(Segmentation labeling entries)

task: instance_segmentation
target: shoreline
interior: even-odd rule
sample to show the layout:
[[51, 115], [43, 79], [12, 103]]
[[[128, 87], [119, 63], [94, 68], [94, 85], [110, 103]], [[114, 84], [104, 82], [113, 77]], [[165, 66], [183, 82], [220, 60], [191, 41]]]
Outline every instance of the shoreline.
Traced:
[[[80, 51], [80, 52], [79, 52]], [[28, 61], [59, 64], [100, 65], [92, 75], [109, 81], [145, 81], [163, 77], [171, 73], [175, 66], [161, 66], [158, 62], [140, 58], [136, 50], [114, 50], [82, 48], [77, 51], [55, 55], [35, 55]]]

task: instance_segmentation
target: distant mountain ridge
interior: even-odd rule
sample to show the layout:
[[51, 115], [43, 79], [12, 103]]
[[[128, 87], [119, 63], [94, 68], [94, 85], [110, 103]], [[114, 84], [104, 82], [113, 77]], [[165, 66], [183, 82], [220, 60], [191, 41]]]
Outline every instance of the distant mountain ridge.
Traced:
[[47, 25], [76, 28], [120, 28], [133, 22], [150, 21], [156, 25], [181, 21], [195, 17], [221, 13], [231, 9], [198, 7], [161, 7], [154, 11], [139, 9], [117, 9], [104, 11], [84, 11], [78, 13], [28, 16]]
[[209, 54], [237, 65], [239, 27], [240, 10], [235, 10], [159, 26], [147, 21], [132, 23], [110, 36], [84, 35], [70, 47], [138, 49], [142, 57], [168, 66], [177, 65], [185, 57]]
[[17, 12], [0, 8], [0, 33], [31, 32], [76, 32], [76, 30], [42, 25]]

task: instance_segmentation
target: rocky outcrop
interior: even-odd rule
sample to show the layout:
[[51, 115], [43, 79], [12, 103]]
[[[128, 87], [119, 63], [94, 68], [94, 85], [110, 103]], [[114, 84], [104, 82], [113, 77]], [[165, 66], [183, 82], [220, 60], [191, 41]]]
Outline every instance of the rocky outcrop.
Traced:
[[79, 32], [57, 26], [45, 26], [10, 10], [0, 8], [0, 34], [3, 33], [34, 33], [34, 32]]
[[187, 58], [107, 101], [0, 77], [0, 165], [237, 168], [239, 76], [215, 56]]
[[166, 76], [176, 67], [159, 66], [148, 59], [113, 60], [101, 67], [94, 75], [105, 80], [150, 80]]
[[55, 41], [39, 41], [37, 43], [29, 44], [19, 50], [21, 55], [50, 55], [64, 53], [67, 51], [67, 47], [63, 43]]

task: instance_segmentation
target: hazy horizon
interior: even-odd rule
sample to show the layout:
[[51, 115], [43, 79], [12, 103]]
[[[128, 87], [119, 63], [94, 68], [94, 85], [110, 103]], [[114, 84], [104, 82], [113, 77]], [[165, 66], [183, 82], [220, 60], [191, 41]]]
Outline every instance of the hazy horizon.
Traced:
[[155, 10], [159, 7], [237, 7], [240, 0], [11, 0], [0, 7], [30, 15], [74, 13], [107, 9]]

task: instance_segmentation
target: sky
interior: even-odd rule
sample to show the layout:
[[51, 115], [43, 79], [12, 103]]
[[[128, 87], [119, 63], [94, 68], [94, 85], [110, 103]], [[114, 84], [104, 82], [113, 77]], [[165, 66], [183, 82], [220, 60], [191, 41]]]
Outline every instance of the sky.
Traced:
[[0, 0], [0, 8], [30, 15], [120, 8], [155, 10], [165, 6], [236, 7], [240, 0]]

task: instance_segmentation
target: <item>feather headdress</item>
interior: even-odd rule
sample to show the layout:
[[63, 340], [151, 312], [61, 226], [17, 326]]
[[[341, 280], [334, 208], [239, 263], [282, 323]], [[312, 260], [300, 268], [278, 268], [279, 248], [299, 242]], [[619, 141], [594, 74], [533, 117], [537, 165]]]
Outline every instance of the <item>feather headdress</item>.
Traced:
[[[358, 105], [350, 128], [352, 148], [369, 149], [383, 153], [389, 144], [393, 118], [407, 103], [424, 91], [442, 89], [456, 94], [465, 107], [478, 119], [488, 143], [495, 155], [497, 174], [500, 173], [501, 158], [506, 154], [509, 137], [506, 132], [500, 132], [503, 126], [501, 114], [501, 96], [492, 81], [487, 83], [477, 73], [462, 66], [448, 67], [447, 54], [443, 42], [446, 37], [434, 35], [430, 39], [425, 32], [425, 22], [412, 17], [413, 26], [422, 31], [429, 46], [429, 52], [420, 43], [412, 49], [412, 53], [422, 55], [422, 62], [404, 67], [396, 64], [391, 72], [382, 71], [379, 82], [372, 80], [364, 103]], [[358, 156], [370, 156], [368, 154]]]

* Your task:
Reproduce every item above line for line, without altering anything.

* Full answer:
task: instance_segmentation
target: shoreline
interior: even-odd rule
sample to show the layout:
[[51, 115], [43, 79], [12, 103]]
[[[128, 87], [119, 63], [94, 68], [94, 85], [110, 103]], [[114, 84], [104, 82], [113, 77]], [[165, 66], [183, 82], [220, 60], [191, 41]]]
Outline every instance of the shoreline.
Traced:
[[[80, 51], [80, 52], [79, 52]], [[28, 61], [59, 64], [100, 65], [92, 75], [109, 81], [145, 81], [163, 77], [171, 73], [175, 66], [161, 66], [158, 62], [140, 58], [136, 50], [114, 50], [82, 48], [77, 51], [55, 55], [35, 55]]]

task: instance_segmentation
target: distant mountain ridge
interior: even-odd rule
sample to show the layout:
[[51, 115], [43, 79], [12, 103]]
[[[128, 87], [119, 63], [94, 68], [94, 85], [110, 103]], [[114, 84], [104, 82], [113, 77]], [[165, 66], [183, 82], [220, 60], [191, 41]]]
Outline every instance of the distant mountain ridge.
Traced:
[[47, 25], [76, 28], [120, 28], [133, 22], [150, 21], [156, 25], [181, 21], [195, 17], [221, 13], [231, 9], [198, 7], [161, 7], [154, 11], [139, 9], [117, 9], [104, 11], [84, 11], [78, 13], [28, 16]]
[[209, 54], [237, 65], [239, 27], [240, 10], [235, 10], [159, 26], [147, 21], [132, 23], [110, 36], [84, 35], [70, 47], [138, 49], [142, 57], [168, 66], [177, 65], [185, 57]]
[[17, 12], [0, 8], [0, 33], [31, 32], [76, 32], [76, 30], [42, 25]]

task: instance_segmentation
target: rocky outcrop
interior: even-odd rule
sample to show the layout:
[[51, 115], [43, 79], [12, 103]]
[[[128, 87], [119, 63], [94, 68], [94, 85], [110, 103]], [[114, 84], [104, 82], [113, 77]], [[165, 66], [183, 82], [220, 60], [191, 41]]]
Outline every instance of the rocky outcrop.
Traced:
[[79, 32], [57, 26], [45, 26], [10, 10], [0, 8], [0, 34], [3, 33], [34, 33], [34, 32]]
[[187, 58], [107, 101], [0, 77], [0, 165], [237, 168], [239, 76], [215, 56]]
[[166, 76], [176, 67], [159, 66], [148, 59], [113, 60], [101, 67], [94, 75], [105, 80], [150, 80]]
[[55, 41], [39, 41], [37, 43], [29, 44], [19, 50], [21, 55], [50, 55], [64, 53], [67, 51], [67, 47], [63, 43]]

task: instance_segmentation
target: hazy horizon
interior: even-odd rule
sample to show the layout:
[[51, 115], [43, 79], [12, 103]]
[[[128, 87], [119, 63], [94, 68], [94, 85], [110, 103]], [[114, 84], [104, 82], [113, 77]], [[165, 66], [183, 82], [220, 60], [191, 41]]]
Outline every instance of the hazy horizon.
Traced:
[[155, 10], [159, 7], [237, 7], [240, 0], [11, 0], [0, 7], [30, 15], [74, 13], [107, 9]]

task: instance_segmentation
target: sky
interior: even-odd rule
sample to show the layout:
[[51, 115], [43, 79], [12, 103]]
[[[128, 87], [119, 63], [94, 68], [94, 85], [110, 103]], [[114, 84], [104, 82], [113, 77]], [[165, 66], [183, 82], [220, 60], [191, 41]]]
Outline every instance of the sky.
Traced:
[[0, 0], [0, 8], [30, 15], [120, 8], [155, 10], [165, 6], [236, 7], [240, 0]]

task: instance_segmentation
target: <item>feather headdress</item>
interior: even-odd rule
sample to show the layout:
[[63, 340], [151, 312], [61, 226], [17, 326]]
[[[341, 280], [334, 208], [239, 263], [282, 323]], [[312, 260], [300, 268], [278, 268], [279, 248], [299, 242]], [[619, 141], [594, 74], [533, 117], [537, 165]]]
Outline every instance of the <item>feather headdress</item>.
Traced:
[[[358, 105], [350, 128], [352, 148], [369, 149], [383, 153], [389, 144], [393, 118], [407, 103], [424, 91], [442, 89], [456, 94], [465, 107], [478, 119], [488, 143], [495, 155], [497, 174], [500, 173], [501, 158], [506, 154], [509, 137], [506, 132], [500, 132], [503, 126], [501, 114], [501, 96], [492, 81], [487, 83], [477, 73], [462, 66], [448, 67], [447, 54], [443, 42], [446, 37], [434, 35], [430, 39], [425, 32], [425, 22], [412, 17], [413, 26], [422, 31], [429, 46], [429, 52], [420, 43], [412, 49], [412, 53], [422, 55], [422, 62], [404, 67], [396, 64], [391, 72], [382, 71], [379, 82], [372, 80], [364, 103]], [[358, 156], [370, 156], [368, 154]]]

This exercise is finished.